What to do> Retype the part of the passage on how recent civilization is from "Civilization is a" up to and including "our total existence.", keeping every word and mark the same.

These critics lack perspective on how recently humans have woken up from an ancient and bloody past, and how fleeting our civilization might prove to be. We should appreciate what we have while we have it.

Civilization is a recent development. Anatomically modern humans evolved approximately 200,000 years ago. As best we can tell, the first complex civilization (characterized by writing, urban development, and a centralized governing structure) arose in Mesopotamia around 5,000 years ago. To put this in perspective, let us consider how many generations have passed between the dawn of civilization and now. If we measure a generation as 25 years (approximately the time it takes for children to grow up, become adults, and have children), 200 generations have passed since civilization began. Considering the 8,000 generations since modern humans evolved, we have been living in civilization for one-quarter of one percent of our total existence.

Ten generations have passed since America’s founding in 1776. That is about three and a half lifetimes.

Now let us compare that to a few ancient civilizations to get a sense of how long these things tend to last.

Data excerpts>
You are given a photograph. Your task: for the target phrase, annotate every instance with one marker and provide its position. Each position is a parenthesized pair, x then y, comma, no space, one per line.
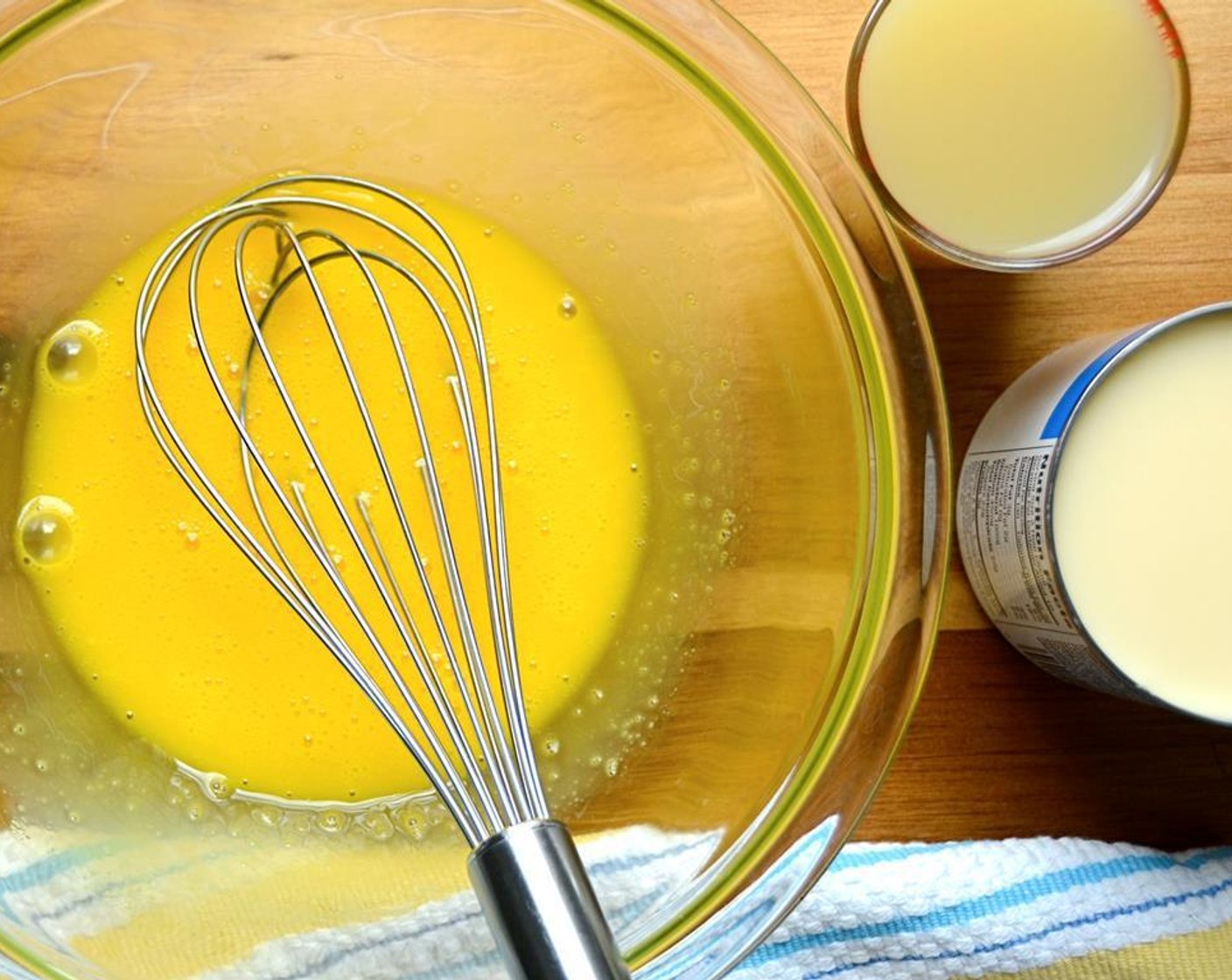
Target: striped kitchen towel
(1035,908)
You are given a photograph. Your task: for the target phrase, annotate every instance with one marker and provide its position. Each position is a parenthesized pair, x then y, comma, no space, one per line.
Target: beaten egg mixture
(178,635)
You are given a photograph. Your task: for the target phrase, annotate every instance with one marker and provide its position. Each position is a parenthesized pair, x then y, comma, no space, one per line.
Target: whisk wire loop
(515,796)
(472,744)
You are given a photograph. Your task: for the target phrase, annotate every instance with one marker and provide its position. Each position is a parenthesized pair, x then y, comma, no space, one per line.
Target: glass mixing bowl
(775,344)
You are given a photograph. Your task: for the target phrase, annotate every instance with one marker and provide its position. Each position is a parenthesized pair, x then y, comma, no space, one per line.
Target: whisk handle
(541,907)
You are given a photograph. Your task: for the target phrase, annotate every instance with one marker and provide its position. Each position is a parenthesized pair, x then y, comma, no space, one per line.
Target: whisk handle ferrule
(541,907)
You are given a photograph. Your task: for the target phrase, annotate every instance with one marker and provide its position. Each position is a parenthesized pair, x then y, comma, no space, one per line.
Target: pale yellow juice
(1142,515)
(172,629)
(1020,129)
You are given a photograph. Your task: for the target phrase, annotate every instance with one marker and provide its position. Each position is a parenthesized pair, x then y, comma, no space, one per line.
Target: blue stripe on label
(1068,401)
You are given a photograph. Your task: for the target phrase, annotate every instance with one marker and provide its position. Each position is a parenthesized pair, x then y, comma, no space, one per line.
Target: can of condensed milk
(1096,513)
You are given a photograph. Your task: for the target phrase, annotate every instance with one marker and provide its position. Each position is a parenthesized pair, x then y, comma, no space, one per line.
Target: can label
(1004,508)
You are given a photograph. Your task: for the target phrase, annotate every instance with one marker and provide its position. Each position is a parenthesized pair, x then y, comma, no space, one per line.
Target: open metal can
(1113,584)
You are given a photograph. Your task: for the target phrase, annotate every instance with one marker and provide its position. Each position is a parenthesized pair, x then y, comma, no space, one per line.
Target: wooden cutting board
(997,747)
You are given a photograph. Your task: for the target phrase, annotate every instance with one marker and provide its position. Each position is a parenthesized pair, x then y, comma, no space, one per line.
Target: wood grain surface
(998,748)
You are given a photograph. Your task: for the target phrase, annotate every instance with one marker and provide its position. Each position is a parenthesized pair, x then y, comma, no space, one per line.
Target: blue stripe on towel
(987,905)
(1090,920)
(45,869)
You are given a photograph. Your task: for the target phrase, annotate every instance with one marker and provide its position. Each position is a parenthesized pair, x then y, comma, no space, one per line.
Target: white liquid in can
(1096,513)
(1142,515)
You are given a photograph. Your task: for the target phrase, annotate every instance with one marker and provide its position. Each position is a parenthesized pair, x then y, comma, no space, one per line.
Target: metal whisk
(468,729)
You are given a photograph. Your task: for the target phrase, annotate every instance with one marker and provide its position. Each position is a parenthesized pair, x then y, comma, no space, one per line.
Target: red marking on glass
(1167,29)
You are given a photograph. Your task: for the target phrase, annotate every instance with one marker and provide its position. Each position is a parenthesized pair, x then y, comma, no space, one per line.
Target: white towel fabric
(900,911)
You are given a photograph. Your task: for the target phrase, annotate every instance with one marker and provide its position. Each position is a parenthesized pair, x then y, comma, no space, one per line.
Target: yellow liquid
(1142,525)
(1019,129)
(172,627)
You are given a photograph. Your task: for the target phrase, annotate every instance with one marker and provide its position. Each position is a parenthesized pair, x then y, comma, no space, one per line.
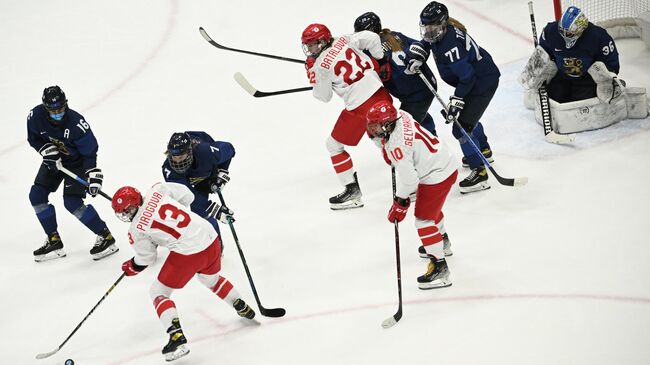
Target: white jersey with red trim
(419,157)
(344,69)
(165,219)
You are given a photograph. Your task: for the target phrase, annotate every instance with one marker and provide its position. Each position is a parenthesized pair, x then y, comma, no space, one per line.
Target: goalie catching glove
(608,86)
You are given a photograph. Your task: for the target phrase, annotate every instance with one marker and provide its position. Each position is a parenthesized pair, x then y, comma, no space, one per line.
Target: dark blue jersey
(463,64)
(208,157)
(595,44)
(403,85)
(73,137)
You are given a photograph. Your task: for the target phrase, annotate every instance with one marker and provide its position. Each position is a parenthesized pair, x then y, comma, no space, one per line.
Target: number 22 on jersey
(181,217)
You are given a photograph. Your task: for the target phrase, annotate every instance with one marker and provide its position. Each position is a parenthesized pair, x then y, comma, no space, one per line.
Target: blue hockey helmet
(179,152)
(368,21)
(571,25)
(433,22)
(55,103)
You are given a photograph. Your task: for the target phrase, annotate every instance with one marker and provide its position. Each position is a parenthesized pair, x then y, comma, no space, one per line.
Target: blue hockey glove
(51,156)
(454,107)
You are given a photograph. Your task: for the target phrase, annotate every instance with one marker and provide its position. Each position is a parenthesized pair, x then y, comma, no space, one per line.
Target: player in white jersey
(423,165)
(338,65)
(163,218)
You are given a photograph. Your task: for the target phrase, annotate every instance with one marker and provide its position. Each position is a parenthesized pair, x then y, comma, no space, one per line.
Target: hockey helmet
(571,25)
(368,21)
(381,119)
(179,152)
(433,22)
(314,39)
(55,103)
(126,202)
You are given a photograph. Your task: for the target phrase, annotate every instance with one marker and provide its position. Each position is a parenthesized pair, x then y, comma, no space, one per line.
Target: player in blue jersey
(197,161)
(470,70)
(575,45)
(414,96)
(61,135)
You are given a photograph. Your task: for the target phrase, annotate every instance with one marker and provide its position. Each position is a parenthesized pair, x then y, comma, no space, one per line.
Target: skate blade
(107,252)
(351,204)
(181,351)
(478,187)
(447,252)
(437,284)
(50,256)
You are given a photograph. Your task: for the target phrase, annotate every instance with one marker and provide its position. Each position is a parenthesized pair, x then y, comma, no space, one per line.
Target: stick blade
(241,80)
(46,354)
(390,322)
(273,312)
(556,138)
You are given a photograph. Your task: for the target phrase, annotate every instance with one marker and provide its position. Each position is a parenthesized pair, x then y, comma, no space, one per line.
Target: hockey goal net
(621,18)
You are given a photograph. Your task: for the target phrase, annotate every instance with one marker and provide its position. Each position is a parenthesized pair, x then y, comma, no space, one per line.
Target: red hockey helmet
(314,39)
(381,119)
(126,202)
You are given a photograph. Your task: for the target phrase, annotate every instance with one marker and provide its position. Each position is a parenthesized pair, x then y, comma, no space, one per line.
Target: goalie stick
(241,80)
(267,312)
(549,134)
(519,181)
(215,44)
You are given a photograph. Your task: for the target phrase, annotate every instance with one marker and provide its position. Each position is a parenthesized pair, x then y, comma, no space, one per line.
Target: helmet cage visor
(180,162)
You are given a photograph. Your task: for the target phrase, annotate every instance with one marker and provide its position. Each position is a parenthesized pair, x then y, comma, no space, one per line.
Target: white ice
(555,272)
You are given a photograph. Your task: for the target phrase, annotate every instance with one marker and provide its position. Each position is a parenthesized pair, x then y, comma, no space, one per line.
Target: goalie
(578,63)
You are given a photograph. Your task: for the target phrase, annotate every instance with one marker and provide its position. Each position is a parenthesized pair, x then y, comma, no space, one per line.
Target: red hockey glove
(130,268)
(309,64)
(399,209)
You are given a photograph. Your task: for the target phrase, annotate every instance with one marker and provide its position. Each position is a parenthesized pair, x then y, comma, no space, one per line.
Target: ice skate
(476,181)
(177,345)
(446,248)
(487,153)
(243,309)
(51,249)
(437,276)
(348,199)
(104,245)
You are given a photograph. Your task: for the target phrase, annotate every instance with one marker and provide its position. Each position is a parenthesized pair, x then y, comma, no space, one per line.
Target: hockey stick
(390,322)
(212,42)
(48,354)
(241,80)
(519,181)
(78,179)
(549,134)
(267,312)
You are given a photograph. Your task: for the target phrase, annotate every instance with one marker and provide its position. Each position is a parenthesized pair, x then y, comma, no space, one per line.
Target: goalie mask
(315,38)
(381,119)
(572,24)
(179,152)
(126,202)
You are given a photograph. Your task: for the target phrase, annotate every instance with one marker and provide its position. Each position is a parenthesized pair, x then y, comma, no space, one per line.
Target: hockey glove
(95,179)
(454,108)
(399,209)
(51,156)
(130,268)
(215,210)
(417,56)
(311,75)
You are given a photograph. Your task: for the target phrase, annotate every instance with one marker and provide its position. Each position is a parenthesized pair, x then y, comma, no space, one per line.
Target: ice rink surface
(555,272)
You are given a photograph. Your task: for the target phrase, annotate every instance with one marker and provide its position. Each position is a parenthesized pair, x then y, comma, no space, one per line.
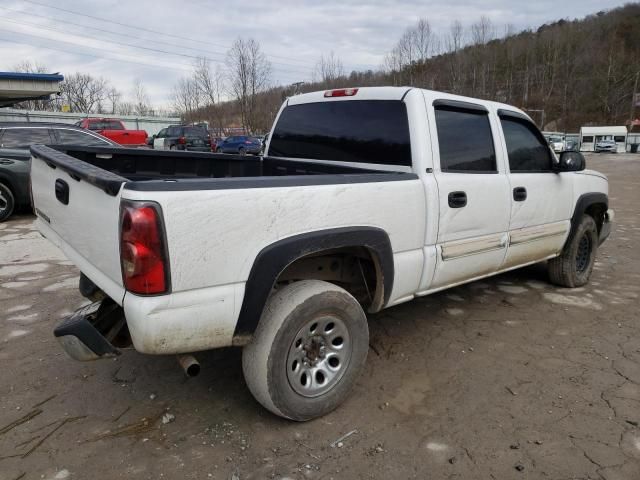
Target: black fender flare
(274,258)
(584,202)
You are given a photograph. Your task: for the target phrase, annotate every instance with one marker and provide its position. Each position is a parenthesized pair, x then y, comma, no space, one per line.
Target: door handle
(457,199)
(519,194)
(62,191)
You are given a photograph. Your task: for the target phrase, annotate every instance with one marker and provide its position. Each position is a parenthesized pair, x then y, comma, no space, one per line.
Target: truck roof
(394,93)
(38,124)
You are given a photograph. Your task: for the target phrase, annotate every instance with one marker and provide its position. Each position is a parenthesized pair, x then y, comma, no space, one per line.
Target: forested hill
(565,74)
(578,72)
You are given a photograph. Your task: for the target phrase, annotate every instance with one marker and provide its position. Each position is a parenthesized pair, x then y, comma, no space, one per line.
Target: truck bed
(151,170)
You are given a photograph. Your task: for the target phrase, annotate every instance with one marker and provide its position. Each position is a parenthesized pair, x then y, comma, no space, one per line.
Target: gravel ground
(502,379)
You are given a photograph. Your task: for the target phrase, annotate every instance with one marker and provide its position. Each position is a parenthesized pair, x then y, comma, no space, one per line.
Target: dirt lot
(508,378)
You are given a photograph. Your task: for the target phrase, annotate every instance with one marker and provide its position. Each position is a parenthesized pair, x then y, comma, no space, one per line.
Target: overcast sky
(79,35)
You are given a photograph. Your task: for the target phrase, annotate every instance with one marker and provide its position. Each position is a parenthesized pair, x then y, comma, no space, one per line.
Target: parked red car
(115,130)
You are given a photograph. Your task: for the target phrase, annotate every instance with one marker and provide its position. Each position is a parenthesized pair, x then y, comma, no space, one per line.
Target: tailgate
(78,209)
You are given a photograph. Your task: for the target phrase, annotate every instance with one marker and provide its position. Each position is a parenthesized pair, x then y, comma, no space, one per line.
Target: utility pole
(633,99)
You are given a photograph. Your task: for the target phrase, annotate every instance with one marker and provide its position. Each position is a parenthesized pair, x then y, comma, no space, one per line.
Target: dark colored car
(609,146)
(215,143)
(15,140)
(241,144)
(183,137)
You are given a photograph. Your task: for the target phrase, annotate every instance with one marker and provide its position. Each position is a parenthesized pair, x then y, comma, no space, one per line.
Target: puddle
(582,302)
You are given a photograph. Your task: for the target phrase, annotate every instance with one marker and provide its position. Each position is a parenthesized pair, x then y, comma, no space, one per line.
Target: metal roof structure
(17,87)
(610,130)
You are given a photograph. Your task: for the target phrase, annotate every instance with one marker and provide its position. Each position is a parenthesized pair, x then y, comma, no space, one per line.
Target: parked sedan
(183,137)
(606,146)
(240,144)
(15,140)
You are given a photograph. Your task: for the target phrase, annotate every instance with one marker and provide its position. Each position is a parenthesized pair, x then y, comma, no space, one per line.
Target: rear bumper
(605,231)
(192,148)
(87,334)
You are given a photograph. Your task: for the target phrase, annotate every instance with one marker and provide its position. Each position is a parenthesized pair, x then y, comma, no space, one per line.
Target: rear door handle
(519,194)
(457,199)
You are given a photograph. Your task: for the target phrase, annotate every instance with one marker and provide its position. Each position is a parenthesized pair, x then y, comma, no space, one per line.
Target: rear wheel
(308,350)
(7,202)
(574,265)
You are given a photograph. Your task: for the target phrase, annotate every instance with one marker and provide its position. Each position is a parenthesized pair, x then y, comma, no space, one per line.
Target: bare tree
(114,97)
(329,68)
(249,73)
(208,82)
(186,97)
(83,92)
(142,104)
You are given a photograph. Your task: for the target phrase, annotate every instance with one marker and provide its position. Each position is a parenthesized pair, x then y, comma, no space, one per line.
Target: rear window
(361,131)
(194,132)
(105,125)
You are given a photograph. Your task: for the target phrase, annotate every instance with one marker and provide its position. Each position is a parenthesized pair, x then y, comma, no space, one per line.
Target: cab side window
(78,137)
(525,146)
(465,140)
(24,137)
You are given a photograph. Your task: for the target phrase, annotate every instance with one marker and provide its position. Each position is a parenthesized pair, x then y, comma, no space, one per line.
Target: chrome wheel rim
(584,253)
(318,356)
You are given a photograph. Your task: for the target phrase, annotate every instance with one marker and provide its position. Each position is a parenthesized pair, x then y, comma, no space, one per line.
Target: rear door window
(105,125)
(361,131)
(526,149)
(466,141)
(24,137)
(194,132)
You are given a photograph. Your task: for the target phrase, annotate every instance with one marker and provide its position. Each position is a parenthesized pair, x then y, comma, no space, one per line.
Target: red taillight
(142,250)
(342,92)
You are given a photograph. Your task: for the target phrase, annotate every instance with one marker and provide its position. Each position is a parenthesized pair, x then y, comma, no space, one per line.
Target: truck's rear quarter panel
(214,237)
(86,228)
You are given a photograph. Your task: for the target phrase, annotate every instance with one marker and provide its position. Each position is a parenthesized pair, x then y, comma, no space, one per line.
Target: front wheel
(574,265)
(308,350)
(7,202)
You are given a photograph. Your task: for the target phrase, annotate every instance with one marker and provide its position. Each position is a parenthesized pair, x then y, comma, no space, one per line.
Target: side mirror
(571,162)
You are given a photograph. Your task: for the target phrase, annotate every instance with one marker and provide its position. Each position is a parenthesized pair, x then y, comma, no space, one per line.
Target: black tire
(270,362)
(574,265)
(7,202)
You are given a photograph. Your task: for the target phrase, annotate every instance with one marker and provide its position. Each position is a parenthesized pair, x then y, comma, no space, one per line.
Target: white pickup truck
(365,199)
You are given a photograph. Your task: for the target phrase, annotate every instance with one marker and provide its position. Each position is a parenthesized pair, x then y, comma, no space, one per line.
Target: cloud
(292,33)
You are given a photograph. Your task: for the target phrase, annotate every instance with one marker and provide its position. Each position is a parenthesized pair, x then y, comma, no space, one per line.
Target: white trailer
(589,136)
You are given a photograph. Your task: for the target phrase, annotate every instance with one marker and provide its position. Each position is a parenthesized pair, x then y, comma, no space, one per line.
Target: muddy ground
(502,379)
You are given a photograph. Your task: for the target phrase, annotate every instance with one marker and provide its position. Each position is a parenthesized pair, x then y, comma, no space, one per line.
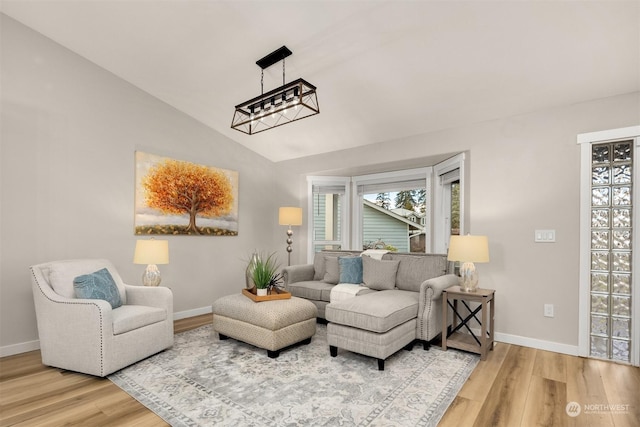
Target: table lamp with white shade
(468,249)
(151,252)
(290,216)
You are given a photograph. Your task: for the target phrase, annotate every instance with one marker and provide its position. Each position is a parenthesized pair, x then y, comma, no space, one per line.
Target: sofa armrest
(297,273)
(433,288)
(152,296)
(430,306)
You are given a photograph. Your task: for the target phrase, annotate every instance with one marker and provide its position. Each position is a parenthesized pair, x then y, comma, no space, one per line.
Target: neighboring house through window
(412,210)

Output below>
Civilization is a recent development. Anatomically modern humans evolved approximately 200,000 years ago. As best we can tell, the first complex civilization (characterized by writing, urban development, and a centralized governing structure) arose in Mesopotamia around 5,000 years ago. To put this in perspective, let us consider how many generations have passed between the dawn of civilization and now. If we measure a generation as 25 years (approximately the time it takes for children to grow up, become adults, and have children), 200 generations have passed since civilization began. Considering the 8,000 generations since modern humans evolved, we have been living in civilization for one-quarter of one percent of our total existence.